Labeled-object pointing entries
━━━━━━━━━━━━━━━━

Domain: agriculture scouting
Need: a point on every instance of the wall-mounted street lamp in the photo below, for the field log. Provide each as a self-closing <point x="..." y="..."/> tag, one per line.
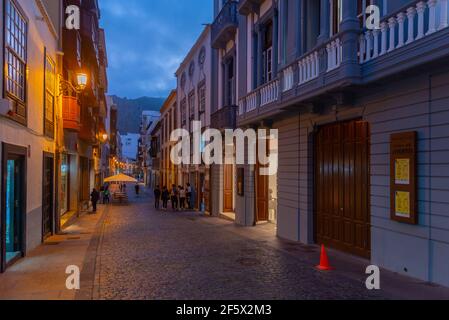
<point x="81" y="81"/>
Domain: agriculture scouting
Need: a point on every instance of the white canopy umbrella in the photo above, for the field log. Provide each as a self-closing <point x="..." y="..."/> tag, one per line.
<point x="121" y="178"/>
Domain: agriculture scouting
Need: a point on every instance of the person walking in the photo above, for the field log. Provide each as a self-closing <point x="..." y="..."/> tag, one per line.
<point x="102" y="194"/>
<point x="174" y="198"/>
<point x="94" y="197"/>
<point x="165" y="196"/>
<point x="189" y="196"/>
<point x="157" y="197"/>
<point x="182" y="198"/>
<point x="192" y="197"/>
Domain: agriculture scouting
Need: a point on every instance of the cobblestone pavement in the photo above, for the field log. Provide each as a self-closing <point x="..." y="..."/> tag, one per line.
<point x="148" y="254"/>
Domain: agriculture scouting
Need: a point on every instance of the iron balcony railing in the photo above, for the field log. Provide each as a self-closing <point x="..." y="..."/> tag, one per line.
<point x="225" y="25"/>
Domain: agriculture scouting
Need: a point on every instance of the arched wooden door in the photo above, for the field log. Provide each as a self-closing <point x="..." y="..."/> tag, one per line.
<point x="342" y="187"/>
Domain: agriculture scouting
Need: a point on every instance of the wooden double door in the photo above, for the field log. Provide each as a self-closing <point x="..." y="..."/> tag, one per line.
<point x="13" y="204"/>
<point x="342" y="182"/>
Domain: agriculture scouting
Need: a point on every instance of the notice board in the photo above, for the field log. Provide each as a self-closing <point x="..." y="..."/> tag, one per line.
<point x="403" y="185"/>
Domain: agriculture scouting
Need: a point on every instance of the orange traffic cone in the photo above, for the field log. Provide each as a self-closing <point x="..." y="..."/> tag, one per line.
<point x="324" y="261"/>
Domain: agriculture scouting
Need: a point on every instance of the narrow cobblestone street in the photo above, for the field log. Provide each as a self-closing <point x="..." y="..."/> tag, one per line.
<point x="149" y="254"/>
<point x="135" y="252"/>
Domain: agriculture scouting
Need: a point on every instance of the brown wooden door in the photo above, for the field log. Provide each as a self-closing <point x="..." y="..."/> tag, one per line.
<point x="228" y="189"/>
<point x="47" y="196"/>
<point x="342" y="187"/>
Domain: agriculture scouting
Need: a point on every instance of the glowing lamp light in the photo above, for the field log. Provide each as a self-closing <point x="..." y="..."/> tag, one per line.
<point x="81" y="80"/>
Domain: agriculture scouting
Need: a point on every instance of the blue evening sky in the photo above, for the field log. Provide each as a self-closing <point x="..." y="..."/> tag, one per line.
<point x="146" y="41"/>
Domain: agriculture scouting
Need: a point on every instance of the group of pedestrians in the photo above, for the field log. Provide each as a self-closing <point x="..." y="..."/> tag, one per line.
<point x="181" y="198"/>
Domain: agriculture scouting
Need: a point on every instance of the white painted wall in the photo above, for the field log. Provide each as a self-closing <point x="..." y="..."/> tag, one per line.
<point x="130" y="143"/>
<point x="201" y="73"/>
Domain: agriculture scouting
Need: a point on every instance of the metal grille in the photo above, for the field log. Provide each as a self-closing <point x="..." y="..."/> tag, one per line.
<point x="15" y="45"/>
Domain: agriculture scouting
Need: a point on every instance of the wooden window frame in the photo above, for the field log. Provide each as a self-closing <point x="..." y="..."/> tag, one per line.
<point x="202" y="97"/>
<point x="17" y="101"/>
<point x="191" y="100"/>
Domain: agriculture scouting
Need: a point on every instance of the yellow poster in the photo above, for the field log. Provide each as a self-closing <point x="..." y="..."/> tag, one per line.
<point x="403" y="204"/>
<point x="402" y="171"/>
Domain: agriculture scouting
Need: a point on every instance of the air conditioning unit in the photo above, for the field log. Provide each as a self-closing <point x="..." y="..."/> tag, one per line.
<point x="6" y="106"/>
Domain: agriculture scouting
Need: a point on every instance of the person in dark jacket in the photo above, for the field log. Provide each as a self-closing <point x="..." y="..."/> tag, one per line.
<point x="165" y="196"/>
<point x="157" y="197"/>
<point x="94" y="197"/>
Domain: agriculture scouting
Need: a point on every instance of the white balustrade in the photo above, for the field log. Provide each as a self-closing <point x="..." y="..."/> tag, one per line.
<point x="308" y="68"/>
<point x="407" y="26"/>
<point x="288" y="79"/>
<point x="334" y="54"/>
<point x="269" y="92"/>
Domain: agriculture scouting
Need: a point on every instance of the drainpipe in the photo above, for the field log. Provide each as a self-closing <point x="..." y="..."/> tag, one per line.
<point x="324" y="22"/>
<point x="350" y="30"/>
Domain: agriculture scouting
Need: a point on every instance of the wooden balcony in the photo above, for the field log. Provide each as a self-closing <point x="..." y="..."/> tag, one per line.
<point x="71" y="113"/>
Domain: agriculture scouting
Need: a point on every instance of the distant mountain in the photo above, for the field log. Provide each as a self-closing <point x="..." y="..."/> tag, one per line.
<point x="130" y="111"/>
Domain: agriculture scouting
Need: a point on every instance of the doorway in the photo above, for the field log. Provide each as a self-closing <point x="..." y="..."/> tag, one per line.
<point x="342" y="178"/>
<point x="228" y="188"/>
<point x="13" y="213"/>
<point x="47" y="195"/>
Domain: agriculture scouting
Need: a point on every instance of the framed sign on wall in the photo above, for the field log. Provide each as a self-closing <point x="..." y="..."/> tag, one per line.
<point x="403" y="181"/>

━━━━━━━━━━━━━━━━

**What needs to be done:**
Without the pictures, write out the whole listing above exactly as it appears.

**Response to this task:**
Domain: agriculture scouting
Need: a point on every instance of the wall-mounted street lamp in the photo below, for the field log. Provide each as a self-closing <point x="..." y="..."/> tag, one per line.
<point x="81" y="81"/>
Domain: agriculture scouting
Need: a point on every instance of the white canopy umbrella in the photo above, for the field log. Provide each as a self-closing <point x="..." y="..."/> tag, one per line.
<point x="121" y="178"/>
Domain: agriculture scouting
Need: a point on every instance of the person walking in the photo above, for the field log. Provide each as a self-closing <point x="..." y="..."/> tag, one per line.
<point x="102" y="194"/>
<point x="174" y="198"/>
<point x="94" y="197"/>
<point x="165" y="196"/>
<point x="189" y="196"/>
<point x="157" y="197"/>
<point x="182" y="198"/>
<point x="192" y="197"/>
Domain: agriculture scouting
Need: a point on every instance of the cobblestone pavement in the photo above, for the field log. Provide each as a self-closing <point x="..." y="..."/> tag, one per line.
<point x="148" y="254"/>
Domain: agriculture scouting
Need: a point on every instance of the iron balcony railing in the photo above, for the field log. Provide each as a self-closing <point x="..." y="..."/> tag, one per line.
<point x="225" y="25"/>
Domain: agriculture scouting
Need: a point on every instance of the arched wooden door in the photo above, for the field log. Provide each as a self-closing <point x="..." y="..."/> tag, one per line.
<point x="342" y="187"/>
Domain: agriculture scouting
Need: a point on every instance of the wooden double door in the photo above, for the field log. Provide each as a self-closing <point x="..." y="..."/> tag, one per line.
<point x="13" y="204"/>
<point x="342" y="182"/>
Domain: agriculture scouting
Need: a point on every instance of the notice board in the photo above, for the field log. Provide each as a self-closing <point x="..." y="..."/> tag, one per line.
<point x="403" y="185"/>
Domain: agriculture scouting
Need: a point on every instance of the orange traffic cone in the photo above, for the field log. Provide each as a self-closing <point x="..." y="..."/> tag, one per line.
<point x="324" y="261"/>
Domain: agriculture scouting
Need: a point on every instance of the narrow cobblestone street in the photo above, for the field log. Provide each as a self-closing <point x="..." y="..."/> tag, one per line.
<point x="149" y="254"/>
<point x="135" y="252"/>
Domain: agriculture scouting
Need: a point on every instance of the brown wooden door in the photo above, for the field log. Provide each as a self-closing <point x="..." y="..."/> tag, one per line.
<point x="228" y="189"/>
<point x="47" y="196"/>
<point x="342" y="187"/>
Domain: agriculture scouting
Need: a point on every instance of the glowing lamp light in the photo above, for the field log. Provide each as a self-closing <point x="..." y="..."/> tag, one per line.
<point x="81" y="80"/>
Domain: agriculture scouting
Need: a point on every instance of the blue evening sky in the photo above, for the field log. Provide each as a self-closing <point x="..." y="..."/> tag, one per line.
<point x="146" y="41"/>
Domain: agriculture scouting
Need: a point on every instance of the group of pedestrians in the photo above, for the field log. Provide each as a self-closing <point x="..." y="..."/> tag, one per line.
<point x="181" y="198"/>
Domain: agriculture scouting
Need: a point on every instance of the white painted wall in the photo above, for the field log. Provide each as a self-closing <point x="..." y="..."/> tag, one per line.
<point x="130" y="143"/>
<point x="201" y="73"/>
Domain: agriculture scouting
Need: a point on every instance of the metal grille in the photo above, for the field log. Provide each as a self-closing <point x="..." y="..."/> tag, one per line.
<point x="15" y="45"/>
Domain: agriculture scouting
Need: a point on every instance of the wooden window frame in the photo above, for the field log. Provide each as a self-closing <point x="..." y="..."/> tag, one per line.
<point x="202" y="97"/>
<point x="17" y="101"/>
<point x="191" y="100"/>
Domain: agriculture scouting
Need: a point on every instance of the yellow poster in the photo above, for the field log. Provide each as a self-closing <point x="..." y="..."/> tag, one per line.
<point x="403" y="204"/>
<point x="402" y="171"/>
Domain: agriculture scouting
Need: a point on every instance of the air conditioning unit in the photo above, for the field log. Provide each as a self-closing <point x="..." y="..."/> tag, one per line.
<point x="6" y="106"/>
Domain: agriculture scouting
Need: a point on every instance of the person in dark jacket in the photo above, for the field log. Provide each as a self-closing <point x="..." y="..."/> tag, one per line.
<point x="165" y="196"/>
<point x="157" y="197"/>
<point x="94" y="197"/>
Domain: agriculture scouting
Need: a point on every instance of the white balustrade in the photo above, for the field log. Provide each as a self-closing <point x="..." y="..."/> tag, one per line.
<point x="308" y="68"/>
<point x="407" y="26"/>
<point x="288" y="79"/>
<point x="334" y="54"/>
<point x="269" y="92"/>
Domain: agriculture scouting
Need: a point on every instance of the drainpipe in the photo above, for the field log. Provide each as a self-closing <point x="..." y="..."/> tag, one per line.
<point x="324" y="22"/>
<point x="350" y="30"/>
Domain: agriculture scouting
Need: a point on every instance of the wooden balcony in the photo above, for the field log. Provide each as a self-closing <point x="..." y="..."/> tag, one per line.
<point x="71" y="113"/>
Domain: agriculture scouting
Need: a point on every instance of the distant mountain in the photo above, for the field log. Provide each as a self-closing <point x="..." y="..."/> tag, one per line.
<point x="130" y="111"/>
Domain: agriculture scouting
Need: a point on every instance of the doorway in the photo above, for the field log. Provide each as a self-closing <point x="..." y="..."/> tag, one per line.
<point x="342" y="178"/>
<point x="228" y="188"/>
<point x="13" y="213"/>
<point x="47" y="195"/>
Domain: agriculture scouting
Need: a point on every instance of the framed sign on wall in the photo above, for the field log. Provide each as a self-closing <point x="..." y="..."/> tag, one per line.
<point x="403" y="181"/>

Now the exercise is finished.